* Jobs *
1: Transcribe the stretch of the patent excerpt from "The following description with" through "clarity and conciseness.".
2: In the patent excerpt, what process does the flowchart in FIG. 9 illustrate?

[Start Extract to read]

FIG. 7 is a flowchart illustrating a discovery process using discovery model A according to an embodiment of the disclosure;

FIG. 8 is a flowchart illustrating a discovery process using discovery model B according to an embodiment of the disclosure; and

FIG. 9 is a flowchart illustrating a process of selecting a UE for performing an SL-POS operation according to an embodiment of the disclosure.

The same reference numerals are used to represent the same elements throughout the drawings.

DETAILED DESCRIPTION

The following description with reference to the accompanying drawings is provided to assist in a comprehensive understanding of various embodiments of the disclosure as defined by the claims and their equivalents. It includes various specific details to assist in that understanding but these are to be regarded as merely exemplary. Accordingly, those of ordinary skill in the art will recognize that various changes and modifications of the various embodiments described herein can be made without departing from the scope and spirit of the disclosure. In addition, descriptions of well-known functions and constructions may be omitted for clarity and conciseness.

The terms and words used in the following description and claims are not limited to the bibliographical meanings, but, are merely used by the inventor to enable a clear and consistent understanding of the disclosure. Accordingly, it should be apparent to those skilled in the art that the following description of various embodiments of the disclosure is provided for illustration purpose only and not for the purpose of limiting the disclosure as defined by the appended claims and their equivalents.

It is to be understood that the singular forms “a,” “an,” and “the” include plural referents unless the context clearly dictates otherwise. Thus, for example, reference to “a component surface” includes reference to one or more of such surfaces.

In describing the embodiments of the disclosure, descriptions related to technical contents well-known in the art and not associated directly with the disclosure will be omitted. Such an omission of unnecessary descriptions is intended to prevent obscuring of the main idea of the disclosure and more clearly transfer the main idea.

In the accompanying drawings, some elements may be exaggerated, omitted, or schematically illustrated. Furthermore, the size of each element does not completely reflect the actual size. In the respective drawings, the same or corresponding elements are provided with the same or corresponding reference signs.

The advantages and features of the disclosure and ways to achieve them will be apparent by making reference to embodiments as described below in detail in conjunction with the accompanying drawings. The disclosure is not limited to the embodiments set forth below, but may be implemented in various different forms. The following embodiments are provided only to completely disclose the disclosure and inform those skilled in the art of the scope of the disclosure, and the disclosure is defined only by the scope of the appended claims. Throughout the specification, the same or like reference signs indicate the same or like elements. In describing the disclosure, a detailed description of known functions or configurations incorporated herein will be omitted when it is determined that the description may make the subject matter of the disclosure unnecessarily unclear. The terms which will be described below are terms defined in consideration of the functions in the disclosure, and may be different according to users, intentions of the users, or customs. Therefore, the definitions of the terms should be made based on the contents throughout the specification.

[End Extract to read]
[Start Dataset excerpts]

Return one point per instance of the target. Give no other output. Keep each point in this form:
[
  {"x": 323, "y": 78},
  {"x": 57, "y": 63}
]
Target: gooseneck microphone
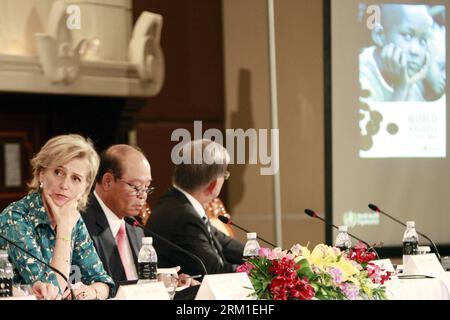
[
  {"x": 44, "y": 263},
  {"x": 133, "y": 222},
  {"x": 228, "y": 221},
  {"x": 376, "y": 209},
  {"x": 312, "y": 214}
]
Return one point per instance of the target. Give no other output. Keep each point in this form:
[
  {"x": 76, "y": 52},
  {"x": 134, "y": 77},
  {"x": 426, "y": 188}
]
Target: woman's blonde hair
[{"x": 61, "y": 150}]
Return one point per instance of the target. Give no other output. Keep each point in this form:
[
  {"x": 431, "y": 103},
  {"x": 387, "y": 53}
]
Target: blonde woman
[{"x": 47, "y": 221}]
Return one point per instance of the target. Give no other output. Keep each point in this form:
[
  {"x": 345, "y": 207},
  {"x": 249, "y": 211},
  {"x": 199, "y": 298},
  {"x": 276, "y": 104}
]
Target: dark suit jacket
[
  {"x": 176, "y": 219},
  {"x": 105, "y": 244}
]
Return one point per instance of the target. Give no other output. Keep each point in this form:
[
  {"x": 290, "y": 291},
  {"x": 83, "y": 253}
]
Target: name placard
[
  {"x": 226, "y": 286},
  {"x": 422, "y": 264},
  {"x": 143, "y": 291}
]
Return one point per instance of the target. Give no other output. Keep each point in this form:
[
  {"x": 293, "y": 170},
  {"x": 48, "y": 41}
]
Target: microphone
[
  {"x": 228, "y": 221},
  {"x": 376, "y": 209},
  {"x": 312, "y": 214},
  {"x": 69, "y": 285},
  {"x": 133, "y": 222}
]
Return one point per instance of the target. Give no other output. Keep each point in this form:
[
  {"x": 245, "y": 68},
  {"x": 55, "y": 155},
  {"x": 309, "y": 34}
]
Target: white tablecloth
[{"x": 419, "y": 289}]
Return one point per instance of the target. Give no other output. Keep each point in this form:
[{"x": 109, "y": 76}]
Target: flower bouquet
[{"x": 324, "y": 273}]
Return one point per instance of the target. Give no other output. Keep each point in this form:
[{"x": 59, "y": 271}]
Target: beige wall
[{"x": 299, "y": 42}]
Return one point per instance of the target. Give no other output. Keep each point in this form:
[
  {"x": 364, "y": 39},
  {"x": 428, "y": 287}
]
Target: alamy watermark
[{"x": 257, "y": 146}]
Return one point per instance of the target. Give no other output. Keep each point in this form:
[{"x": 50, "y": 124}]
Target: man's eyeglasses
[
  {"x": 138, "y": 190},
  {"x": 226, "y": 175}
]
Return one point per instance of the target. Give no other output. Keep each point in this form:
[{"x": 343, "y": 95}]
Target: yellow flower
[{"x": 323, "y": 255}]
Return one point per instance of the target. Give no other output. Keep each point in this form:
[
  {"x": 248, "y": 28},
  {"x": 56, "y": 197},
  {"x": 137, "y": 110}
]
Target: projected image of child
[
  {"x": 395, "y": 66},
  {"x": 433, "y": 86}
]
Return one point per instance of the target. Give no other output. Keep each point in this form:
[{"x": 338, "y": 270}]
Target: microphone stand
[
  {"x": 135, "y": 223},
  {"x": 312, "y": 214},
  {"x": 376, "y": 209}
]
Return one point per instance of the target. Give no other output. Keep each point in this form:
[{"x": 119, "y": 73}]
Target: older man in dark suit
[{"x": 180, "y": 215}]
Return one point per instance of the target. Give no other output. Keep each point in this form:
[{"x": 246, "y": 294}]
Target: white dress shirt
[
  {"x": 197, "y": 205},
  {"x": 114, "y": 225}
]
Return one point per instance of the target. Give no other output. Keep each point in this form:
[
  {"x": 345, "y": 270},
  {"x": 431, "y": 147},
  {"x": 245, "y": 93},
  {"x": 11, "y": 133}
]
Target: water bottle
[
  {"x": 410, "y": 239},
  {"x": 343, "y": 240},
  {"x": 6, "y": 275},
  {"x": 251, "y": 248},
  {"x": 410, "y": 247},
  {"x": 147, "y": 260}
]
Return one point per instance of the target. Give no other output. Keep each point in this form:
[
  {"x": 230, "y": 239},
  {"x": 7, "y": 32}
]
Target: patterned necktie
[
  {"x": 208, "y": 226},
  {"x": 121, "y": 245}
]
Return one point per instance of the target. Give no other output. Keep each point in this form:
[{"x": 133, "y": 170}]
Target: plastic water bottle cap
[
  {"x": 251, "y": 235},
  {"x": 147, "y": 240}
]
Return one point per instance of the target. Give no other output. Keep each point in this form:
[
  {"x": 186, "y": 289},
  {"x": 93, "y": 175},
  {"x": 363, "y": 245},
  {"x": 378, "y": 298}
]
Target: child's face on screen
[
  {"x": 436, "y": 74},
  {"x": 408, "y": 27}
]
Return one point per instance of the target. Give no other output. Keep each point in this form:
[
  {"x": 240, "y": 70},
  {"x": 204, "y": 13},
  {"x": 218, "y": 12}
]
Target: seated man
[
  {"x": 122, "y": 185},
  {"x": 180, "y": 215}
]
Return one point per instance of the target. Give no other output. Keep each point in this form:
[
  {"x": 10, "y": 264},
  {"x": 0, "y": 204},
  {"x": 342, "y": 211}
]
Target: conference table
[{"x": 419, "y": 289}]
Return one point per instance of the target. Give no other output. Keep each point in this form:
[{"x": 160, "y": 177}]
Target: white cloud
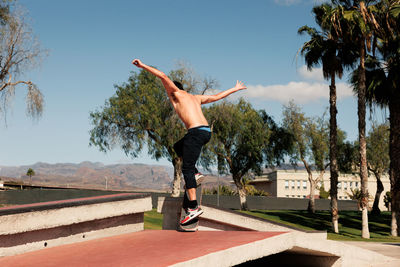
[
  {"x": 287, "y": 2},
  {"x": 300, "y": 92},
  {"x": 315, "y": 74}
]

[End Dataset excerpts]

* Exercise solutions *
1:
The following description with reference to the accompanying drawings is provided to assist in a comprehensive understanding of various embodiments of the disclosure as defined by the claims and their equivalents. It includes various specific details to assist in that understanding but these are to be regarded as merely exemplary. Accordingly, those of ordinary skill in the art will recognize that various changes and modifications of the various embodiments described herein can be made without departing from the scope and spirit of the disclosure. In addition, descriptions of well-known functions and constructions may be omitted for clarity and conciseness.

2: It illustrates a process of selecting a UE for performing an SL-POS operation.